> **CONSIGNES**
1. Reproduisez à l'identique un passage du texte sur le préjudice irréparable, en commençant aux mots « [13]           Le demandeur » et en vous arrêtant après les mots « nature un préjudice irréparable. ».
2. Dans le texte sur le préjudice irréparable, quelle décision le demandeur invoque-t-il pour soutenir qu'une violation de la Charte, même indemnisable, cause de par sa nature un préjudice irréparable ?
3. Prolongez le texte sur le préjudice irréparable au-delà de sa dernière phrase.

> **EXTRAIT DU TEXTE**

Préjudice irréparable

[13]           Le demandeur prétend que la décision de la Section de l’immigration pourrait donner lieu à une violation à la Charte et que, dans de telles circonstances, la Cour devrait présumer que la violation entraînera un préjudice irréparable. Le demandeur cite les décisions Ermineskin Cree Nation v. Canada, 1999 ABQB 791, au paragraphe 33, et Southam Inc. c. Canada (Procureur général), [1991] 2 C.F. 292 (1ère inst.), à la page 308, pour appuyer sa proposition qu’une audience qui est en définitive jugée nulle pour défaut de compétence cause un préjudice irréparable si elle a lieu. Le demandeur cite également R.J.R. - MacDonald Inc. c. Canada (Procureur général), [1994] 1 R.C.S. 311, aux paragraphes 60 et 61, pour appuyer sa proposition qu’une violation de la Charte, même si elle peut être indemnisée, cause de par sa nature un préjudice irréparable.

> **DOCUMENTS SOURCES**
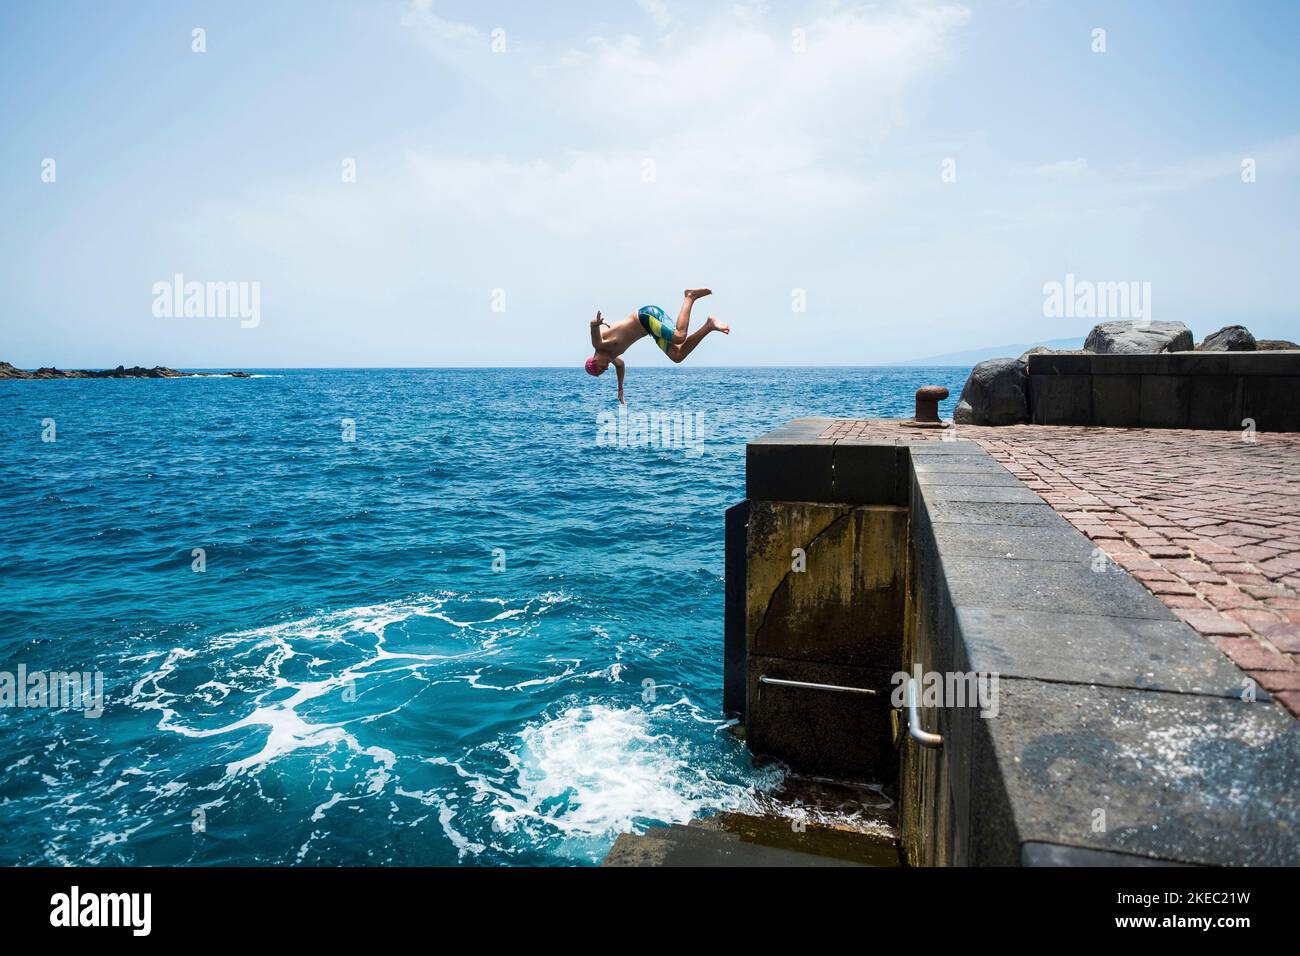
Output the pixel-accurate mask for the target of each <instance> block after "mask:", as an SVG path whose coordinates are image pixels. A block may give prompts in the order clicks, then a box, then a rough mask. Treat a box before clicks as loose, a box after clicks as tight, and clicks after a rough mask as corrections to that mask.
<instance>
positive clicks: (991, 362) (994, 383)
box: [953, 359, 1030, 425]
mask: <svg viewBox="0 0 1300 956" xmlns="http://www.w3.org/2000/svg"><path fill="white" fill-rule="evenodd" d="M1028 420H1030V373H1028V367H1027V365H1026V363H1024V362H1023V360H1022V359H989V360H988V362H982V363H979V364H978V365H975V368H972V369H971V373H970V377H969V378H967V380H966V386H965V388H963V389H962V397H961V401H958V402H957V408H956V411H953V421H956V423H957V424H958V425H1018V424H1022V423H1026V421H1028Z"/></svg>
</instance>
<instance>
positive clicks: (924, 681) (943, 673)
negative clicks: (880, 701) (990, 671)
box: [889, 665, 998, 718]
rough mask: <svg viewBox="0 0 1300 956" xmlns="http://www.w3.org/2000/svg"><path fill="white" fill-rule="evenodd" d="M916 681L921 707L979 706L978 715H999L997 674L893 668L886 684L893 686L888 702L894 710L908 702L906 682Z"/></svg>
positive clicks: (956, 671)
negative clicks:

> **VOS RÉPONSES**
1.
[13]           Le demandeur prétend que la décision de la Section de l’immigration pourrait donner lieu à une violation à la Charte et que, dans de telles circonstances, la Cour devrait présumer que la violation entraînera un préjudice irréparable. Le demandeur cite les décisions Ermineskin Cree Nation v. Canada, 1999 ABQB 791, au paragraphe 33, et Southam Inc. c. Canada (Procureur général), [1991] 2 C.F. 292 (1ère inst.), à la page 308, pour appuyer sa proposition qu’une audience qui est en définitive jugée nulle pour défaut de compétence cause un préjudice irréparable si elle a lieu. Le demandeur cite également R.J.R. - MacDonald Inc. c. Canada (Procureur général), [1994] 1 R.C.S. 311, aux paragraphes 60 et 61, pour appuyer sa proposition qu’une violation de la Charte, même si elle peut être indemnisée, cause de par sa nature un préjudice irréparable.

2. R.J.R. - MacDonald Inc. c. Canada (Procureur général), [1994] 1 R.C.S. 311, aux paragraphes 60 et 61.

3.
 

[14]           Vu les circonstances du cas présent, la Cour ne peut présumer qu’il y a préjudice irréparable.

 

[15]           Puisque aucun droit garanti par la Charte n’est en jeu dans une enquête visant un étranger qui n’est ni détenu ni un demandeur d’asile, les allégations de préjudice irréparable du demandeur sont hors de propos. Premièrement, il s’agit d’une décision qui concerne le demandeur et qui n’est pas dirigée contre lui. Ses droits à la vie, à la liberté et à la sécurité de sa personne ne sont pas encore en jeu, si jamais ils le sont. Deuxièmement, en tant qu’étranger qui habite au Canada sans être détenu ni un demandeur d’asile, il ne dispose pas des droits garantis par la Charte. Dans Medovarski c. Canada (Ministre de la Citoyenneté et de l’immigration), [2005] 2 R.C.S. 539, la Cour suprême du Canada a déterminé que les droits garantis par l’article 7 de la Charte ne sont pas mis en cause par une mesure d’expulsion prise à l’encontre d’un non-citoyen :

Le principe le plus fondamental du droit de l'immigration veut que les non-citoyens n'aient pas un droit absolu d'entrer ou de demeurer au Canada : Chiarelli c. Canada (Ministre de l'Emploi et de l'Immigration), [1992] 1 R.C.S. 711, p. 733. À elle seule, l'expulsion d'un non-citoyen ne peut mettre en cause les droits à la liberté et à la sécurité garantis par l'art. 7 de la Charte canadienne des droits et libertés.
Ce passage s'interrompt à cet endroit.